-- Task details --
Extend the SEC filing on the amended promissory note, beginning after its final sentence and proceeding in the same formal register.

-- Excerpted text --
UNITED STATES

SECURITIES AND EXCHANGE COMMISSION

Washington, D.C. 20549

 

 

 

FORM 8-K

 

CURRENT REPORT

 

Pursuant to Section 13 or 15(d) of the Securities Exchange Act of 1934

 

Date of Report (Date of earliest event reported): May 31, 2017

 

DOCUMENT SECURITY SYSTEMS, INC.

(Exact name of registrant as specified in its charter)

 

New York   001-32146   16-1229730

(State or other jurisdiction

of incorporation)

 

(Commission

File Number)

 

(IRS Employer

Identification No.)

 

200 Canal View Boulevard

Suite 300

Rochester, NY

  14623
(Address of principal executive offices)   (Zip Code)

 

Registrant’s telephone number, including area code: (585) 325-3610

 

Not Applicable

(Former name or former address, if changed since last report.)

 

Check the appropriate box below if the Form 8-K filing is intended to simultaneously satisfy the filing obligation of the registrant under any of the following provisions (see General Instruction A.2. below):

 

[  ] Written communications pursuant to Rule 425 under the Securities Act (17 CFR 230.425)
   
[  ] Soliciting material pursuant to Rule 14a-12 under the Exchange Act (17 CFR 240.14a-12)
   
[  ] Pre-commencement communications pursuant to Rule 14d-2(b) under the Exchange Act (17 CFR 240.14d-2(b))
   
[  ] Pre-commencement communications pursuant to Rule 13e-4(c) under the Exchange Act (17 CFR 240.13e-4(c))

 

Indicate by check mark whether the registrant is an emerging growth company as defined in Rule 405 of the Securities Act of 1933 (§230.405 of this chapter) or Rule 12b-2 of the Securities Exchange Act of 1934 (§240.12b-2 of this chapter).

 

Emerging growth company [  ]

 

If an emerging growth company, indicate by check mark if the registrant has elected not to use the extended transition period for complying with any new or revised financial accounting standards provided pursuant to Section 13(a) of the Exchange Act. [  ]

 

 

 

     
   

 

Item 1.01 Entry into a Material Definitive Agreement

 

As previously reported, on December 31, 2011, Document Security Systems, Inc. (the “Company”) entered into a Convertible Promissory Note (the “Laufer Note”) with Mayer Laufer (“Laufer”) in the principal sum of $575,000. Also, as previously reported, the Laufer Note was amended on May 24, 2013, February 23, 2015 and April 12, 2016 to extend its maturity date, to eliminate its conversion feature, and to restructure its payment schedule.

 

On May 31, 2017, the Company entered into Convertible Promissory Note Amendment No. 4 (“Laufer Note Amendment No. 4”) amending the Laufer Note (i) to extend the Maturity Date to April 30, 2018 (the “Extended Note Maturity Date”) and (ii) to restructure the remaining principal and interest payments as specifically set forth in the Payment Schedule contained in Exhibit 10.1 to this Current Report on Form 8-K. Except as expressly amended by Laufer Note Amendment No. 4, all other terms and conditions of the Laufer Note and previously executed amendments thereto will remain in force through the Extended Note Maturity Date. Laufer is neither an affiliate of, nor a related party to the Company.

-- Recorded data --
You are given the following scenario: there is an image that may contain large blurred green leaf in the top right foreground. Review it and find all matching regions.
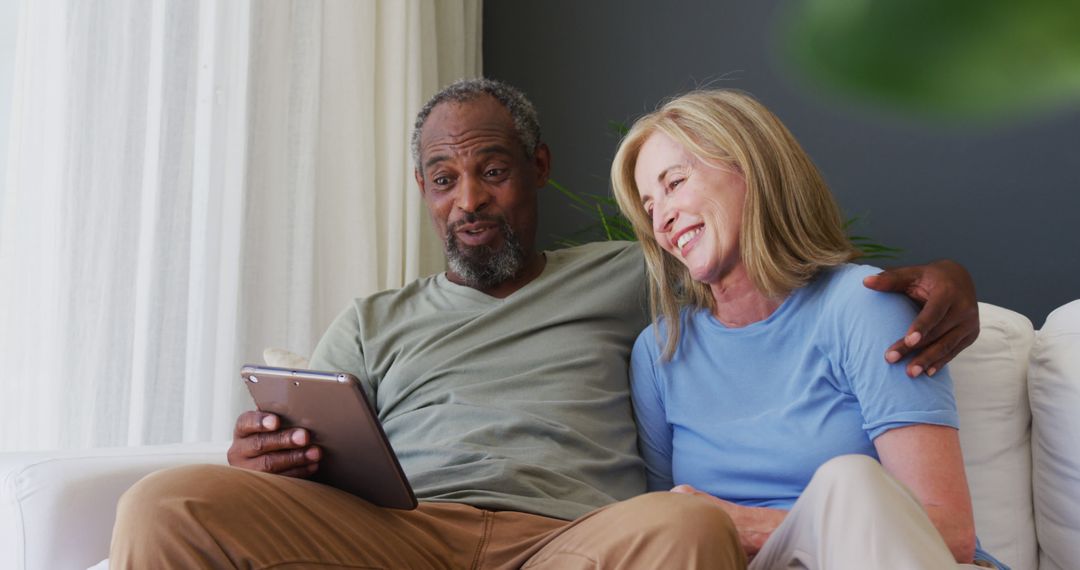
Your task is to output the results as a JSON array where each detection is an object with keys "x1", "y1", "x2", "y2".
[{"x1": 779, "y1": 0, "x2": 1080, "y2": 122}]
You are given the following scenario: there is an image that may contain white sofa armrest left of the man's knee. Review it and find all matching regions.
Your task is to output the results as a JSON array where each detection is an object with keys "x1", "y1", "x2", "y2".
[{"x1": 0, "y1": 443, "x2": 229, "y2": 569}]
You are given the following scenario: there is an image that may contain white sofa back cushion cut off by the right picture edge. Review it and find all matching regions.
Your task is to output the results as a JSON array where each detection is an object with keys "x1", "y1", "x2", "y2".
[{"x1": 1028, "y1": 300, "x2": 1080, "y2": 570}]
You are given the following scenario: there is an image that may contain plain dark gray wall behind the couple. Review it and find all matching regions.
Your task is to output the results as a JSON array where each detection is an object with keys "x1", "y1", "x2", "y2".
[{"x1": 484, "y1": 0, "x2": 1080, "y2": 327}]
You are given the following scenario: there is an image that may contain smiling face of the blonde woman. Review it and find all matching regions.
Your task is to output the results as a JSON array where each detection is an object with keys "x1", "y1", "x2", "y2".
[{"x1": 634, "y1": 132, "x2": 746, "y2": 284}]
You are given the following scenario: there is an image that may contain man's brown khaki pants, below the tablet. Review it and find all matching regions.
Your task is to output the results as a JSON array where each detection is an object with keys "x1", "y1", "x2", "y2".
[{"x1": 110, "y1": 465, "x2": 746, "y2": 570}]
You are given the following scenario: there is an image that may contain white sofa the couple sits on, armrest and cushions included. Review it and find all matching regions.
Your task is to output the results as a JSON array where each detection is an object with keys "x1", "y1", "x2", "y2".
[{"x1": 0, "y1": 300, "x2": 1080, "y2": 570}]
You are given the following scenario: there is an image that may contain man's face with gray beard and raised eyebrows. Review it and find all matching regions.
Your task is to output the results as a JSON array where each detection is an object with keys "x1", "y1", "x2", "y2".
[{"x1": 416, "y1": 96, "x2": 550, "y2": 288}]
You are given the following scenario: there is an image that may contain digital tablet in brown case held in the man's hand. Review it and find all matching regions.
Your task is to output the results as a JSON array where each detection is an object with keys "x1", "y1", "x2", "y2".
[{"x1": 240, "y1": 364, "x2": 417, "y2": 508}]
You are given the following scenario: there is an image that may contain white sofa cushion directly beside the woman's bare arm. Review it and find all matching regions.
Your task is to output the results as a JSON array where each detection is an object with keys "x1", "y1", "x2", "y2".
[{"x1": 949, "y1": 303, "x2": 1038, "y2": 568}]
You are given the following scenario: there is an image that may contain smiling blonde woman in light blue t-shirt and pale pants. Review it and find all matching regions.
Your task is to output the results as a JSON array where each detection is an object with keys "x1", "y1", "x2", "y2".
[{"x1": 611, "y1": 90, "x2": 1000, "y2": 569}]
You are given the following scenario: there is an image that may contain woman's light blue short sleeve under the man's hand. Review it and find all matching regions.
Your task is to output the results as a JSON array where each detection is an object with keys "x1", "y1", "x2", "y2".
[{"x1": 831, "y1": 266, "x2": 959, "y2": 439}]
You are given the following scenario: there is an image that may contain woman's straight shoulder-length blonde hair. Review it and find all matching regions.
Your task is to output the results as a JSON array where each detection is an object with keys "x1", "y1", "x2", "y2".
[{"x1": 611, "y1": 90, "x2": 859, "y2": 359}]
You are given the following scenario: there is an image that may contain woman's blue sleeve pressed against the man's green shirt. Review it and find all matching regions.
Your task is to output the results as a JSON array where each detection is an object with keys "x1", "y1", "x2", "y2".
[{"x1": 630, "y1": 325, "x2": 674, "y2": 491}]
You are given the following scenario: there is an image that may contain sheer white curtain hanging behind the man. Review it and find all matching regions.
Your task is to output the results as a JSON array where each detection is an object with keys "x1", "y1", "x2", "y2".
[{"x1": 0, "y1": 0, "x2": 481, "y2": 450}]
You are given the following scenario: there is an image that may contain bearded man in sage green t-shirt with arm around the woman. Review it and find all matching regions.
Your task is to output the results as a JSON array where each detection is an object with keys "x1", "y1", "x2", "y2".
[{"x1": 111, "y1": 79, "x2": 977, "y2": 569}]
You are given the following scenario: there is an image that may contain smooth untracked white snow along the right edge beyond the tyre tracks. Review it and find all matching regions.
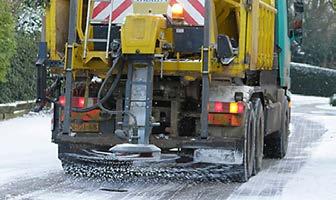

-- Task result --
In consideration of Laufer’s agreement to enter into Laufer Note Amendment No. 4, the Company has agreed to issue Laufer 18,000 shares of its common stock.

 

The foregoing description is a summary only, does not purport to set forth the complete terms of Laufer Note Amendment No. 4, and is qualified in its entirety by reference to Convertible Promissory Note Amendment No. 4 filed as Exhibit 10.1 to this Current Report on Form 8-K.

 

Also, as previously reported, on May 24, 2013, the Company entered into a Promissory Note (the “CNE Note”) with Congregation Noam Elimelech (the “Lender”) in the principal sum of $850,000. Also, as previously reported, the CNE Note was amended on May 2, 2014, February 23, 2015 and April 12, 2016 to extend its maturity date and restructure its payment schedule.

 

On May 31, 2017, the Company entered into Promissory Note Amendment No. 4 (“CNE Note Amendment No. 4”) with Lender amending the CNE Note (i) to extend the Maturity Date to December 31, 2018 (the “Extended Maturity Date”) and (ii) to restructure the remaining principal and interest payments as specifically set forth in the Payment Schedule contained in Exhibit 10.2 to this Current Report on Form 8-K. Except as expressly amended by CNE Note Amendment No. 4, all other terms and conditions of the CNE Note and previously executed amendments thereto will remain in force through the Extended Maturity Date. The Lender is neither an affiliate of, nor a related party to the Company.

 

In consideration of Lender’s agreement to enter into CNE Note Amendment No. 4, the Company has agreed to issue Lender 18,000 shares of its common stock.

 

The foregoing description is a summary only, does not purport to set forth the complete terms of CNE Note Amendment No. 4, and is qualified in its entirety by reference to Promissory Note Amendment No. 4 filed as Exhibit 10.2 to this Current Report on Form 8-K.

 

Item 2.03 Creation of a Direct Financial Obligation or an Obligation under an Off-Balance Sheet Arrangement of Registrant

 

The information provided in Item 1.01 of this Current Report on Form 8-K is incorporated by reference into this Item 2.03.

 

Item 3.02 Unregistered Sales of Equity Securities

 

The 36,000 shares of common stock issued in connection with and as partial consideration for the Laufer Note Amendment No. 4 and the CNE Note Amendment No. 4 discussed in Item 1.01 above were issued in private transactions pursuant to an exemption from registration provided by Section 4(2) of the Securities Act of 1933, as amended.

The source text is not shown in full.